Task instructions →
A. According to the portfolio page, what wood is the MAGIC Pathfinder puzzle made from?
B. Retype the stretch of the portfolio page from "The Additive Toolbox included" through "the project website.".
* begin Extract to read *
‘Thinking object’ – a puzzle for exploration and reflection – MAGIC Project 2016-2017


University of Exeter, Professor Katrina Brown and Dr Tara Quinn, designed in collaboration with Dr Lucy Hubble-Rose


Product design: design strategy, product development, project management


Produce a ‘thinking object’ as a playful tool in response to findings from the Creative Data designed Hi-VIS workshop at the Environment and Sustainability Institute at the University of Exeter’s Penryn Campus, in Cornwall, UK. In the bespoke workshop, designed and delivered by me and Lucy Hubble-Rose in October 2015, risk decision-makers mined their experience to find new opportunities and ways of working in relation to their personal and professional understandings of risk and vulnerability.


With the MAGIC Pathfinder we wanted to visualise and make tangible an under-discussed topic in organisations, which is that of 2nd order risks in emergency decision-making – that is to say, the inter-personal dimensions of risk scenarios, which often go unexamined in relation to the 1st order risk, which is the serious incident such as coastal flooding, an oil spill, or a public transport incident. Each hexagon of the pathfinder is dedicated to one aspect of 2nd order risks and the puzzle is designed to prompt discussion and reflection around the challenges people are facing in these areas.


This thinking object – The MAGIC Pathfinder – is designed to promote reflection and encourage professional development. It can be used individually or in a group. The design of the puzzle enables exploration of specific challenges, while also assisting the evaluation of risk decision-making practices as a whole. Playing with a physical 3D object like this can help you process thoughts in new ways and spark fresh ideas.

The puzzle is made from oak, using digital manufacturing technologies such as a CNC Router, which cut out the hexagons and made the notches in the side of them, and laser etching, which burns the lines and text into the surfaces.




The Additive Toolbox, July- November 2014


Forum for the Future (UK) / Plan C (Belgium)


Production design: communication design, print design, packaging design, copywriting


Develop a toolkit that will help the additive manufacturing industry (3D Printing) design with purpose while making a positive contribution to the world. The toolkit will be given to designers, makers and manufacturers who enter Plan C’s Additive Challenge – a design competition, using additive manufacturing, for products and services that serve both people and planet.


I collaborated with fellow designer Joana Casaca Lemos on this project. We were commissioned by Forum for the Future who were in turn advising Plan C on their iMade project which looked at the sustainability issues with the additive manufacturing industry – which they termed the third industrial revolution. Joana and I worked together to create the overall form and identity of the Additive Toolbox, with Joana executing the graphic elements while I focused on the copywriting and messaging.


The Additive Toolbox included a poster, a set of postcards and a worksheet. These tools outline 6 making principles and 6 maker communities to guide designers, makers and manufacturers through the considerations of materials, production methods and life cycle for their products. The toolbox prototype was produced by Plan C in Belgium and sent out to all entrants to the Additive Challenge to help them consider the social and environmental issues related to their designs. The first finalist in the competition will be revealed in October 2015. Updates are available on the project website.
* end Extract to read *
* begin Data lines *
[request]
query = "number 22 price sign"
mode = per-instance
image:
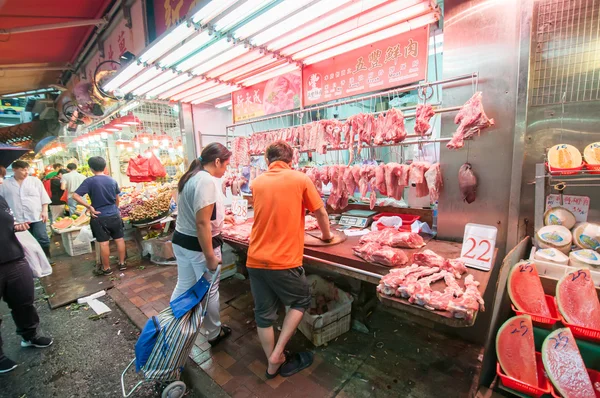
* end Data lines *
Problem solutions →
A. Oak.

B.
The Additive Toolbox included a poster, a set of postcards and a worksheet. These tools outline 6 making principles and 6 maker communities to guide designers, makers and manufacturers through the considerations of materials, production methods and life cycle for their products. The toolbox prototype was produced by Plan C in Belgium and sent out to all entrants to the Additive Challenge to help them consider the social and environmental issues related to their designs. The first finalist in the competition will be revealed in October 2015. Updates are available on the project website.